= CONSIGNE =
D'après l'extrait sur l'urbanisation et les Alpes, quelle part de la superficie de la Suisse les Alpes représentent-elles ?

Les conséquences de l’urbanisation

Les surfaces d’habitat et d’infrastructure se sont accrues d’environ 23 % en Suisse entre 1985 et 2009. Dans le même temps, nombre d’habitats écologiquement précieux situés dans la zone de transition entre agglomérations et terres agricoles (p. ex. vergers à haute tige) ainsi que de parcelles proches de l’état naturel ont été bétonnés ou ont disparu. Peu d’oiseaux profitent de l’urbanisation, même si la diversité en espèces est souvent plus grande dans ces zones que dans les cultures intensives avoisinantes. Le milieu urbain est de plus en plus dense et imperméabilisé, ses espaces verts faisant aussi l’objet d’un entretien souvent trop intensif et peu naturel. Les surfaces rudérales et les talus extensifs, riches en insectes et en graines, ont également tendance à se raréfier. Les nicheurs des bâtiments, Martinet noir et Hirondelle de fenêtre en particulier, dépendent en grande partie de la tolérance des humains à leur égard et souffrent de la « perfection » des modes de construction et de rénovations actuels, qui les privent des cavités nécessaires à leur nidification.

Les Alpes : un monde en mutation

Les Alpes représentent quelque 60 % de la superficie du pays. Étant donné l’importance des gradients d’altitude et la diversité du paysage, elles peuvent atténuer certaines tendances négatives chez les oiseaux nicheurs : des espèces comme le Coucou gris ou le Rougequeue à front blanc ont largement déserté le Plateau, mais sont encore bien représentées dans les Alpes. Pourtant, là aussi, l’intensification de l’agriculture se fait de plus en plus perceptible et les effectifs du Tarier des prés ou de l’Alouette des champs, par exemple, sont en chute libre. En outre, dans les zones difficiles, un grand nombre de surfaces ouvertes, souvent riches en espèces, s’embroussaillent suite à l’abandon de leur exploitation. L’augmentation des infrastructures touristiques et des activités de plein air réduit les espaces préservés des dérangements. De surcroît, le réchauffement climatique dans les Alpes est deux fois plus élevé que la moyenne de l’hémisphère nord, ce qui engendre déjà un impact à présent, ainsi que le montre le déclin du Lagopède alpin et du Merle à plastron.

Jeu de données:
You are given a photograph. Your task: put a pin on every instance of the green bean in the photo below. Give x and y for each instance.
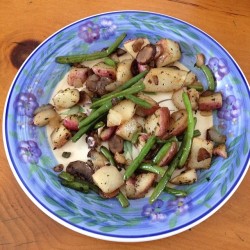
(76, 185)
(121, 94)
(122, 199)
(66, 176)
(175, 192)
(99, 125)
(108, 155)
(197, 133)
(134, 137)
(137, 161)
(152, 168)
(116, 44)
(129, 83)
(171, 139)
(139, 101)
(91, 56)
(209, 76)
(190, 130)
(166, 177)
(96, 113)
(109, 62)
(162, 152)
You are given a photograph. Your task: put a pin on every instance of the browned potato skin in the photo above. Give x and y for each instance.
(138, 186)
(158, 123)
(102, 69)
(197, 144)
(77, 76)
(60, 136)
(177, 124)
(143, 111)
(210, 102)
(170, 154)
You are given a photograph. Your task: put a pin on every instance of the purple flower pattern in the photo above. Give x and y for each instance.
(153, 211)
(90, 32)
(179, 205)
(219, 67)
(28, 152)
(25, 104)
(107, 28)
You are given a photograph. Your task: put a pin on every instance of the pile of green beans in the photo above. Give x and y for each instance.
(182, 154)
(91, 56)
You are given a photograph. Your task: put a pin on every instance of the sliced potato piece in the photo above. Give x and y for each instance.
(201, 154)
(128, 129)
(210, 102)
(186, 177)
(77, 76)
(158, 123)
(177, 124)
(134, 46)
(164, 79)
(126, 109)
(143, 111)
(178, 100)
(171, 52)
(114, 118)
(102, 69)
(138, 187)
(44, 117)
(97, 158)
(123, 72)
(60, 136)
(108, 179)
(66, 98)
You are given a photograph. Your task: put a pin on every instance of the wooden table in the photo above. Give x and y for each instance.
(22, 224)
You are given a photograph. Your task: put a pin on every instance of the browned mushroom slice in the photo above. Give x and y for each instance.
(137, 45)
(115, 144)
(81, 170)
(146, 54)
(203, 154)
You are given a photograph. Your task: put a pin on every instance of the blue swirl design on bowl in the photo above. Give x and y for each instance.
(105, 219)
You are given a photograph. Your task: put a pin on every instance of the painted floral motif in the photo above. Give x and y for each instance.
(219, 66)
(89, 32)
(230, 109)
(25, 104)
(28, 151)
(107, 28)
(153, 211)
(179, 205)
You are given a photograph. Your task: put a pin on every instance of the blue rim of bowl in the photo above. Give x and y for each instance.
(114, 237)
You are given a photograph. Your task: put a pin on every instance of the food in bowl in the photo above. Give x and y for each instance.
(138, 110)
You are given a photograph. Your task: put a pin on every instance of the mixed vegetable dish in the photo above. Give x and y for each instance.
(112, 98)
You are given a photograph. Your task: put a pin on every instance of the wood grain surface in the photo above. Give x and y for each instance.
(26, 23)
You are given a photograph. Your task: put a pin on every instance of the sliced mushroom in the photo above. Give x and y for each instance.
(203, 154)
(98, 159)
(146, 54)
(214, 135)
(81, 170)
(220, 150)
(115, 144)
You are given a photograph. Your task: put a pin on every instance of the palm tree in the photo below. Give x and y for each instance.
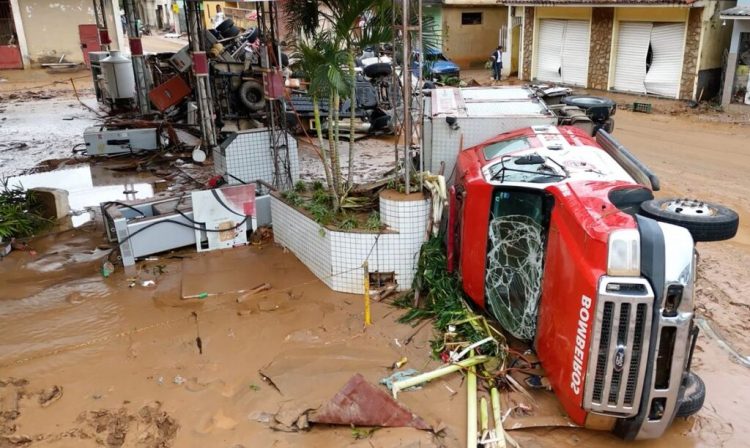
(336, 29)
(321, 62)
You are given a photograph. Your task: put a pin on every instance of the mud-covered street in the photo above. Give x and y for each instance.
(92, 361)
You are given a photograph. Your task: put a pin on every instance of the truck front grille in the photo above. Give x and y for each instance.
(619, 342)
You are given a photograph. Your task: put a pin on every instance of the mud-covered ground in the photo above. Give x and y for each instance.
(88, 361)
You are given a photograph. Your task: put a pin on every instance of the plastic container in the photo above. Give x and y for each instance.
(118, 73)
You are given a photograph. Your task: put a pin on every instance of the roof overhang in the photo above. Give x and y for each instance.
(607, 3)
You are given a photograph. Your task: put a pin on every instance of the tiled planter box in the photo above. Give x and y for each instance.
(336, 256)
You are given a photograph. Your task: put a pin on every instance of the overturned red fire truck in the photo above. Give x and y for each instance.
(558, 235)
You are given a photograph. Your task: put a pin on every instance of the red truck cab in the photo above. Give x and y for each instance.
(545, 234)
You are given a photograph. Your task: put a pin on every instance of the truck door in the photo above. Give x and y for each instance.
(517, 234)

= RÉPONSE =
Environ 60 % de la superficie du pays.